----- Excerpt provided

For the Italian renaissance prince, these perks included the financial and social resources to patronize spectacular works of art and architecture in celebration of one’s personal magnificence. Borso d’Este is a case in point.
Borso was an experienced soldier and politician, and he was also engaging and popular. During his reign he traveled extensively throughout Ferrarese territory, making a grand impression wherever he went with his large entourage and taste for fine clothing and costly jewels. The elaborate cycle of paintings that he commissioned for his family’s pleasure palace provides insight into his extravagant tastes. Borso’s lavish patronage was intended to encourage favorable comparisons with the grandeur of ancient Rome and the courtly splendor of the medieval chivalric traditions favored by the French Burgundian dukes, the richest and most glamorous in all of Europe—and the gold-standard in magnificence at the time. Such dazzling displays were calculated political tactics. Showcasing the wealth accumulated due to Borso’s able leadership communicated his right to rule while demonstrations of his good taste—his ability to put this great wealth to appropriate use—reinforced his inherent nobility.
Borso’s savvy diplomacy and splendid self-presentation encouraged the Holy Roman Emperor Frederick III to raise the imperial fiefs of Modena and Reggio—part of the d’Este’s territorial holdings—to the status of dukedom in 1452. Pope Paul II was similarly persuaded by Borso’s extravagant displays and promises of political support, and invested him as Duke of Ferrara in 1471.
The Palazzo Schifanoia and the Sala dei Mesi
Like their ruling-class peers, Borso’s family (the d’Este) had residences both in the urban center and in the countryside. While the family’s official residence and administrative hub in the city was the Palazzo del Corte, the ruling Este lords spent much of their time in the family’s numerous pleasure palaces. As sites for recreation and escape from official duties, these delightful suburban residences were aptly named: Belriguardo (“beautiful outlook”), Belvedere (“beautiful view”), Belfiore (“beautiful flower”), and Palazzo Schifanoia (a play on schivare la noia “escape from boredom”).
During his rule Borso invested heavily in renovating and adorning his family’s residences. This included the expansion and refurbishment of Palazzo Schifanoia, their fourteenth-century summer palace in the city’s southeastern quarter (at the time, seen as a suburb). Unlike more public works in the city’s religious and civic sites, the architecture and decorations of a private palace or villa were seen by a limited audience. The images encountered here were intended to impress visiting dignitaries and to bring pleasure to the ruler and his courtiers.
While Schifanoia originally boasted elaborately carved ceilings, gilt and polychrome stucco work, and extensive frescos throughout, the best-preserved works today are the wall paintings in the room known as the Sala dei Mesi (Room of the Months). This large hall would have served as a reception room for semi-public events and a delightful setting for court entertainments. Decoration of the space was a collaborative effort involving the contributions of visual artists from throughout Northern Italy.
The works demonstrate an interest in aristocratic leisure, classical mythology, and naturalistic visual effects. Organized with astrological signs for each month above with scenes of seasonal activities below, like the calendar pages of a Book of Hours—a courtly art form prized by Italian rulers—the decorative program of the Sala dei Mesi was intended to celebrate the government of Borso d’Este within a seasonal framework that showed his court in harmony with the universe.
The allegories of the months
The four walls of the hall are divided into nineteen panels, twelve of which are devoted to the months of the year. The seven scenes outside the calendar cycle are heavily damaged but include depictions of tournaments, architecture, and courtiers on horseback.

----------

[Set exercise 1]:
Rewrite the rows that come after this passage, replacing "shrub" with "bush" each time it appears and keeping everything else the same. Leave the pictures out of your version.

----- Listed entries

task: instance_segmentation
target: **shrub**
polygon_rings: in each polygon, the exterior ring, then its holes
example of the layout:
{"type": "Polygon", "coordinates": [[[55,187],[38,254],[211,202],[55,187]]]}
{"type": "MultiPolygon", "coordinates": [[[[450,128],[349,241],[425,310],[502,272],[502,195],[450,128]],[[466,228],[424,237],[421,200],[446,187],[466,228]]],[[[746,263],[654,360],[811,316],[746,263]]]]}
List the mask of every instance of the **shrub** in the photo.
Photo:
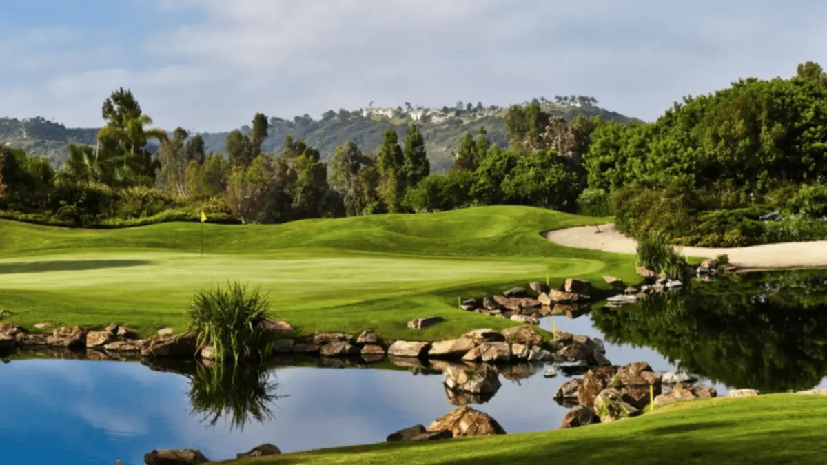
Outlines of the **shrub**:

----------

[Set exercise 2]:
Continue the passage above about Borso d'Este and the Sala dei Mesi, starting right after its final sentence.

[Response 1]:
task: instance_segmentation
target: **bush**
polygon_rings: in each polygon, the exterior ring, then its holes
example of the layout:
{"type": "Polygon", "coordinates": [[[55,187],[38,254],[211,202],[55,187]]]}
{"type": "MultiPolygon", "coordinates": [[[[450,128],[349,241],[425,310],[502,272],[502,195],[450,128]],[[466,228],[424,237],[421,200],[446,187],[466,228]]],[[[746,263],[654,360],[811,316],[746,263]]]]}
List the mask of every instance of the **bush** in the photo.
Photo:
Outlines of the **bush**:

[Response 2]:
Of the surviving allegories of the months depicted in the Sala dei Mesi, those by Francesco del Cossa—March, April, and May—are among the best preserved. His depiction of the month of April, for example, is rich with minute detail, much like that prized in the precious illuminated manuscripts that Borso and his peers collected, such as Borso’s Bible shown earlier.
Like all the month’s shown in the frescoes, the month of April is divided horizontally into three registers. The uppermost register depicts a triumphal celebration of the Olympian deity who in ancient tradition reigned over that particular month (Venus lords over April, for example); the middle registers contain the appropriate monthly zodiac signs (below April’s Venus is Taurus) and three decans, figures who represent equal segments of the month; the lowest registers include scenes depicting the seasonal activities of Borso d’Este and his entourage. April finds them engaged in lively chatter and heading out to hunt.
Let’s look more closely at the three different registers that make up the month of April.
In the upper register, the Roman goddess Venus rides in triumph upon a fantastical watercraft drawn by two swans through a lush, sweeping landscape. Mars, the god of war, kneels before her. Venus is surrounded by signs of fertility and abundance including frolicking rabbits and richly attired couples courting, some locked in amorous embraces. The Three Graces—ancient symbols of female fecundity and beauty—stand in graceful nudity in the upper right corner.
While the uppermost register transports us to a mythical paradise of sweeping landscape, lush foliage, and beautiful courtiers, the celestial realm is conjured in the middle register by the Zodiac taurus set against a deep blue sky.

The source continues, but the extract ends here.